* _What you have to do_: Please rewrite the material below, substituting "image coordinates" for every occurrence of "pixel coordinates" and leaving everything else unchanged.

* _Dataset records_:
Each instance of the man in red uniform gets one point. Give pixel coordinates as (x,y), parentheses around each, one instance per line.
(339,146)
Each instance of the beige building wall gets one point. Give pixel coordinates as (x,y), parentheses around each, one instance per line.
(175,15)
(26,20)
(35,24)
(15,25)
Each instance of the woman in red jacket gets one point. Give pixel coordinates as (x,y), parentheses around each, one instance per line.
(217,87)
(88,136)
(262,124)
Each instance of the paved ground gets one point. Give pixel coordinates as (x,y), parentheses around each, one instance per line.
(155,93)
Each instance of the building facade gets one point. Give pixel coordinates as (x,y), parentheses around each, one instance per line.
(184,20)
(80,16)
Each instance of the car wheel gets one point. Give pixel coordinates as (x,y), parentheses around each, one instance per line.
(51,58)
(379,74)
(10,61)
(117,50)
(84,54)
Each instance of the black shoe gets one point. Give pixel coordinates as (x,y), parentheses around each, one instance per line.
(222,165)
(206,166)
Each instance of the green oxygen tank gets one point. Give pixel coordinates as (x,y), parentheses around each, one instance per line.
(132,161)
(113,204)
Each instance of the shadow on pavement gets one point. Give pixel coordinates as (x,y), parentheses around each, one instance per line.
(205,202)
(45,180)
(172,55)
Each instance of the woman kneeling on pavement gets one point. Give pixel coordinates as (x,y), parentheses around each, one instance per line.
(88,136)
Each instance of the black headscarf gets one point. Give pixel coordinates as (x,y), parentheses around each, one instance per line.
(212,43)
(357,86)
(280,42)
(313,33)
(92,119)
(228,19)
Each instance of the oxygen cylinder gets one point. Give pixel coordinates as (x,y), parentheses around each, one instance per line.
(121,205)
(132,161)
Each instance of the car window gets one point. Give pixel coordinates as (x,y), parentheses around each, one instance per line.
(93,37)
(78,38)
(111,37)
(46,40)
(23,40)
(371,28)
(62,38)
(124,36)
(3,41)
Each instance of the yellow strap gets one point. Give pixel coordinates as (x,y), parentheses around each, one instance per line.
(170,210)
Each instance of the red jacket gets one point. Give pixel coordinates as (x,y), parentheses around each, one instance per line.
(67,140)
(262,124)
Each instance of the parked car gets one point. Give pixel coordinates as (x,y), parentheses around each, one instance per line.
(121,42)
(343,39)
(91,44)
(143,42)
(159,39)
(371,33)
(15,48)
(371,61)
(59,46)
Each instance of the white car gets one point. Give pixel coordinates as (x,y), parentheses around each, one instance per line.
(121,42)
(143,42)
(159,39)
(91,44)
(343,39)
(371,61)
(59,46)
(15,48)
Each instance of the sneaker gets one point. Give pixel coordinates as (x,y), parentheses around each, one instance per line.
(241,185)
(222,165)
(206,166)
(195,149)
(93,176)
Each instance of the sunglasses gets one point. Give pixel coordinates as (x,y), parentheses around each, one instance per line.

* _Result_:
Each instance of the man in red uniform gets one point. Give image coordinates as (x,y), parentheses around each, one instance per line.
(339,146)
Each instance of the beige building wall gets one point. Give image coordinates as (x,y), parentheses around each, one instance per line.
(175,15)
(26,20)
(35,24)
(15,25)
Each instance of the woman in red jacket gets one point. Give image coordinates as (x,y), parentheses around each, one instance per line.
(217,87)
(88,136)
(262,124)
Each instance of the paved ground gets one point. Give image coordinates as (x,y), parentheses around each, one instance per line.
(155,93)
Each instance of the building facade gets one point. Give image coordinates as (x,y), parentheses around each, one instance per line.
(184,20)
(80,16)
Each instance of the car wheel gets one point. Give image coordinates as (x,y), parentheses around each, one instance per line.
(51,58)
(379,74)
(10,61)
(117,50)
(84,54)
Each instance of the black shoe gets one point. Give image coordinates as (x,y), parentheses around each, one instance per line.
(222,165)
(206,166)
Each instance of the green oxygen tank gets one point. Give image coordinates as (x,y), parentheses around each, one instance per line.
(132,161)
(113,204)
Each instance of the shadow on pavement gets one point. Give image coordinates as (x,y), parentheses around each, one instance per line.
(205,202)
(45,180)
(172,55)
Each instance of the woman kneeling on pavement gets one point. Give image coordinates as (x,y), parentheses around each, one instance per line.
(88,136)
Each instance of the black headscarf gets one point. Give image coordinates as (x,y), parentheses around each, one instance per line.
(212,43)
(357,86)
(280,42)
(313,33)
(92,119)
(228,19)
Each instance of the oxygen cylinder gets one point. Give image coordinates as (x,y), parentheses around each, one instance per line.
(121,205)
(132,161)
Each instance of the car window gets one point. Give image coordinates as (x,y), parentheses around each, one instance per line.
(93,37)
(78,38)
(111,37)
(46,40)
(23,40)
(371,28)
(62,38)
(124,36)
(3,41)
Each instance of the yellow strap gets one point. Give image coordinates as (x,y), parentheses around each, one instance per line.
(170,210)
Each instance of the red jacket gets one point. Give image coordinates as (x,y), parentheses around each, one instance per line.
(67,140)
(262,124)
Each instance of the parked car gets one point. Give image coordinates as (x,y), parentheses around each, one instance per line.
(121,42)
(343,39)
(91,44)
(143,42)
(159,39)
(371,33)
(15,48)
(371,61)
(59,46)
Each instance of the white car gets one point. Give image coordinates as (x,y), parentheses around each, one instance per line.
(121,42)
(143,42)
(159,39)
(91,44)
(343,39)
(371,61)
(59,46)
(15,48)
Each instance of the sneaker gets one point. Give image coordinates as (x,y), parentheses around each, one instance per line.
(241,185)
(222,165)
(206,166)
(195,149)
(93,176)
Each instance of the sunglasses gets one point. Give image coordinates as (x,y), parentheses around each, one instance per line.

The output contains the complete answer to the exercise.